--- Start Source document ---

# Light Trouble



## AceT9 (Jun 10, 2006)

Well i have a little problem . Me and my friend were planning to be growing White Widow at his house and he had a1000hps somewhere so his parents did not find it. Today i find out that he got arrested for armed robbery and now i cant get the hps from him,so this like screws up my whole plan to grow . Since i spent alot of my money on that hps i now dont have that much money. I spoke to a local hydroponics store and he is going to give me a deal on this whole set up for cheap(it is his but he is planning on buying a new one)http://www.airlinehydroponics.com/cgi-bin/store.pl?item=476 

I was wondering would this be a okay light for flowering. I already have lights for vegging, so i need for flowering. I know you guys dont know how much bud i will get out of this light but can anyone give a prediction? Any comments will be very appreicated .


----------



## Biffdoggie (Jun 10, 2006)

Those are pretty good, really strong for flouro. but I have never flowered with them, not even a guess on yield. Is he switching to an HPS or something? I would try to find another used/refurbished one for a good price.

--- End Source document ---

### Required task A
In the forum thread about light trouble, what stage of growth does the first poster say they already have lights for?
### Required task B
Transcribe the part of the light-trouble thread starting with "Well i have" and going on through "Biffdoggie (Jun 10, 2006)".

--- Start Data shown ---

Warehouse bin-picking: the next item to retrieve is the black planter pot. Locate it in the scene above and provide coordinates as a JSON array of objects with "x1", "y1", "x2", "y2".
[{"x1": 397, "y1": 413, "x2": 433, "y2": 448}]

--- End Data shown ---

### Exercise answer A
Vegging.

### Exercise answer B
Well i have a little problem . Me and my friend were planning to be growing White Widow at his house and he had a1000hps somewhere so his parents did not find it. Today i find out that he got arrested for armed robbery and now i cant get the hps from him,so this like screws up my whole plan to grow . Since i spent alot of my money on that hps i now dont have that much money. I spoke to a local hydroponics store and he is going to give me a deal on this whole set up for cheap(it is his but he is planning on buying a new one)http://www.airlinehydroponics.com/cgi-bin/store.pl?item=476 

I was wondering would this be a okay light for flowering. I already have lights for vegging, so i need for flowering. I know you guys dont know how much bud i will get out of this light but can anyone give a prediction? Any comments will be very appreicated .


----------



## Biffdoggie (Jun 10, 2006)